*To be done*:
Please quote the listing below word for word, leaving out the pictures.
** BEGIN Input records **
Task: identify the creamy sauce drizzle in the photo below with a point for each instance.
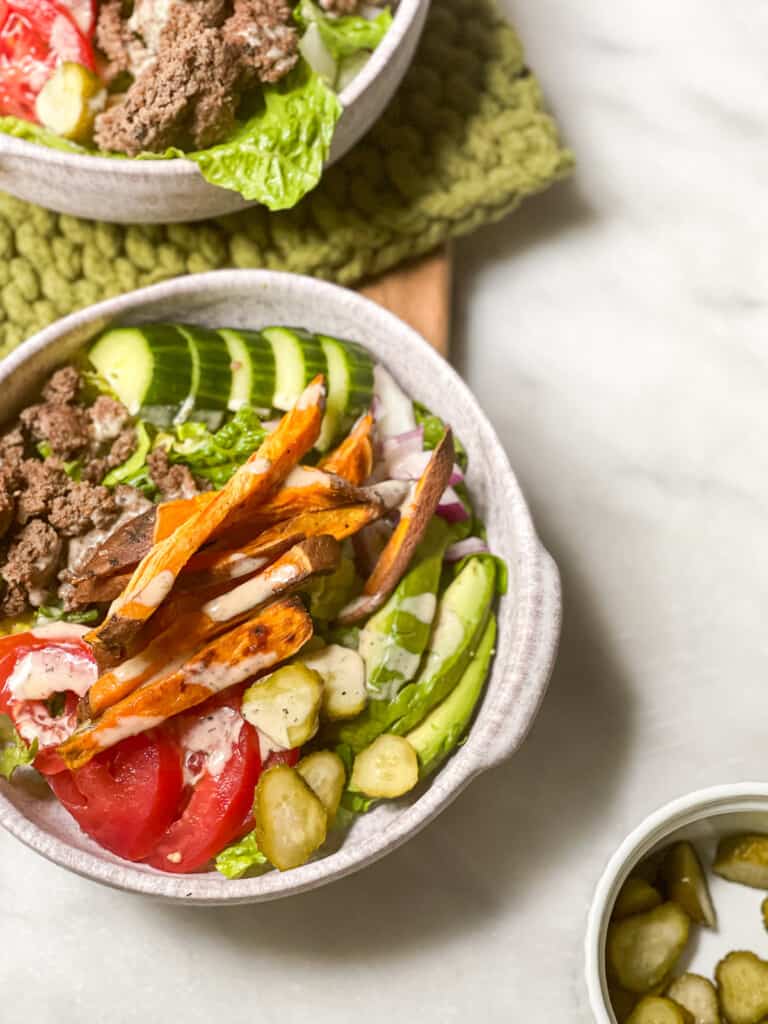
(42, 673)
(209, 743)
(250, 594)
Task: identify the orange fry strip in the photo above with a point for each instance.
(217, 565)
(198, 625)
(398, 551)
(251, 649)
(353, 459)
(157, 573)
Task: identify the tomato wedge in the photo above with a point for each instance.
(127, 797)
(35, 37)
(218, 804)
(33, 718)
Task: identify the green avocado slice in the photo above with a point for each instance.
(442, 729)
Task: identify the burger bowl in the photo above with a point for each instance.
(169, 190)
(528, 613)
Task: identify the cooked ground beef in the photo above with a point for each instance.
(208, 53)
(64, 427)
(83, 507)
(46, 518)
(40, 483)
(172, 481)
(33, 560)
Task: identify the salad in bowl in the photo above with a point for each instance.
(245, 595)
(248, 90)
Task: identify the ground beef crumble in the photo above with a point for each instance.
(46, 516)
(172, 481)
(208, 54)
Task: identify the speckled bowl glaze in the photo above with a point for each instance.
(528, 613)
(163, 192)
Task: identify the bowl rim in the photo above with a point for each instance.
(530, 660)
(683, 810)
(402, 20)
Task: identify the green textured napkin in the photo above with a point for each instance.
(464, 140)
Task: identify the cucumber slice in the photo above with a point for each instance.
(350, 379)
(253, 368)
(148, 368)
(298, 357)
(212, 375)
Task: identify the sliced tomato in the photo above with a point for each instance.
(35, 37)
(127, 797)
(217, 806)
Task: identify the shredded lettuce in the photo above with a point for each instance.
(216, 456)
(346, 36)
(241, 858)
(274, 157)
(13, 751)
** END Input records **
*Task solution*:
Task: identify the creamy sauce drizzle in the photo below with a point for each instance.
(42, 673)
(209, 743)
(250, 594)
Task: identify the orange fry strip in the photo above with a point for each instance.
(217, 565)
(198, 625)
(398, 551)
(251, 649)
(353, 459)
(157, 573)
Task: identify the tomato wedge in the photo above with a point for each instance.
(127, 797)
(35, 37)
(218, 804)
(33, 718)
Task: identify the green avocado slice in the photo above with a point for each instance.
(442, 729)
Task: identify the burger bowl in the photo above with a point for each instance.
(169, 190)
(528, 613)
Task: identify the cooked ground beef in the photo above with a point for each instance.
(208, 53)
(64, 427)
(83, 507)
(46, 518)
(40, 483)
(172, 481)
(33, 560)
Task: identify the salad in bowl in the photo above with a point for each instance.
(245, 595)
(248, 90)
Task: identify the ground beef crumble in the photo above with a point for each instance.
(46, 516)
(172, 481)
(208, 54)
Task: identify the speckled bowl glaze in the photo above with a point for each instance.
(528, 613)
(163, 192)
Task: identify the bowl rim in the photo above with a point for each instance.
(530, 660)
(683, 810)
(402, 20)
Task: identify the green textured napkin in the photo above with a point for each instance.
(464, 140)
Task: identify the cucumber slice in the photo above with a point for each instance.
(350, 379)
(253, 368)
(148, 368)
(298, 357)
(212, 375)
Task: identify the sliced tomato in the photo above with a point for each instance.
(35, 37)
(127, 797)
(217, 806)
Task: identify the shredded lettuce in the photo above with a point for each instance.
(216, 456)
(346, 36)
(241, 858)
(274, 157)
(13, 751)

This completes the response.